» **To do**
a. In the Guilford Town Hall passage, what is the deadline for departments to submit appeals?
b. According to the Guilford Town Hall passage, why were cuts to faculty and programs described as necessary?
c. Name every language program on the phase-out list in the Guilford Town Hall passage.

» **Supplied text**

>>>>

During the Town Hall, Moore shared an official list of programs recommended to be phased out. These include community and justice studies, chemistry, geology, history, French, German, Spanish, Japanese, math, peace & conflict studies, philosophy, physics, political science, religious studies, and sociology and anthropology. The deadline for departments to submit appeals is Nov. 20, and a final report about the fate of programs in question will be communicated to the Guilford community in February.  

The community response to this information—and particularly the reasoning that cutting faculty and programs is a necessity to help Guilford escape financial ruin—was not a welcome one. About halfway through the meeting chaos erupted, with many people on the call unmuting themselves, asking questions and expressing their outrage all at once. 

“Do not disrespect us by lying to our faces!” a passionate student exclaimed. 

“Excuse me, young lady, you are not truthful,” Moore said in response. “If this is going to be a free-for-all we might as well end this meeting now.”

Another student cried out to Moore: “Why are you still here, though? Can’t we do without a president? How much are you making, what’s your salary?”

<<<<

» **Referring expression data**
>>>>

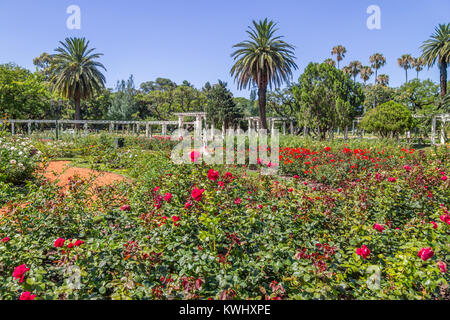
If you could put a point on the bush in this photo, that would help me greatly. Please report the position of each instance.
(388, 119)
(18, 160)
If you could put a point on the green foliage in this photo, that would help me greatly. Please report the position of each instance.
(75, 72)
(390, 118)
(123, 102)
(326, 98)
(23, 94)
(374, 95)
(417, 94)
(220, 105)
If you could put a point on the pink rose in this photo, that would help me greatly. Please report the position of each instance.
(425, 253)
(213, 175)
(27, 296)
(442, 266)
(19, 272)
(363, 251)
(59, 242)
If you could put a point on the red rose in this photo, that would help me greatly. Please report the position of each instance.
(19, 272)
(425, 253)
(194, 156)
(213, 175)
(167, 197)
(59, 242)
(78, 243)
(378, 227)
(197, 194)
(27, 296)
(363, 251)
(126, 207)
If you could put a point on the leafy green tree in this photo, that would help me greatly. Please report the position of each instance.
(417, 94)
(389, 119)
(375, 95)
(76, 72)
(159, 99)
(160, 84)
(354, 67)
(437, 49)
(124, 105)
(340, 52)
(326, 98)
(220, 105)
(405, 62)
(281, 103)
(23, 94)
(383, 79)
(264, 60)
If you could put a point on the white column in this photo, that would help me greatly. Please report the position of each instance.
(442, 131)
(433, 131)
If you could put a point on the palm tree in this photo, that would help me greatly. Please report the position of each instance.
(365, 73)
(340, 52)
(437, 48)
(330, 61)
(383, 79)
(263, 60)
(418, 64)
(405, 62)
(355, 68)
(75, 71)
(377, 60)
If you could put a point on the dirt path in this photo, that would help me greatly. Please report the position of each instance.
(60, 170)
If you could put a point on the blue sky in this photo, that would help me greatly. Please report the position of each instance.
(192, 40)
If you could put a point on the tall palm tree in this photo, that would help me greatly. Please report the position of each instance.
(340, 52)
(383, 79)
(437, 48)
(355, 67)
(377, 60)
(405, 62)
(365, 73)
(418, 64)
(263, 60)
(330, 61)
(75, 71)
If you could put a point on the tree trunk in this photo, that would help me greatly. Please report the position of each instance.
(77, 108)
(262, 90)
(443, 71)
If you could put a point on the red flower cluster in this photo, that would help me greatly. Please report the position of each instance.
(197, 194)
(27, 296)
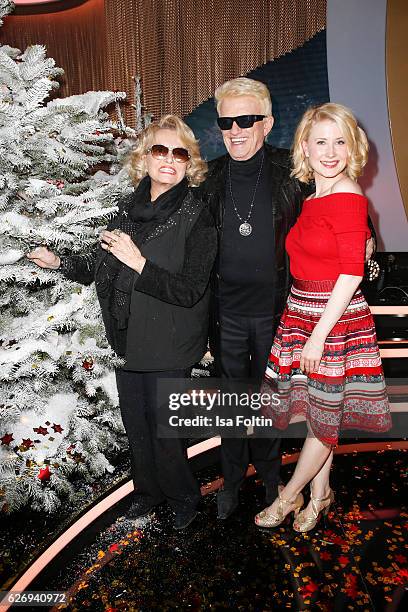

<<<<

» **Answers for the exercise**
a. Nov. 20

b. They were presented as a necessity to help Guilford escape financial ruin.

c. French, German, Spanish, Japanese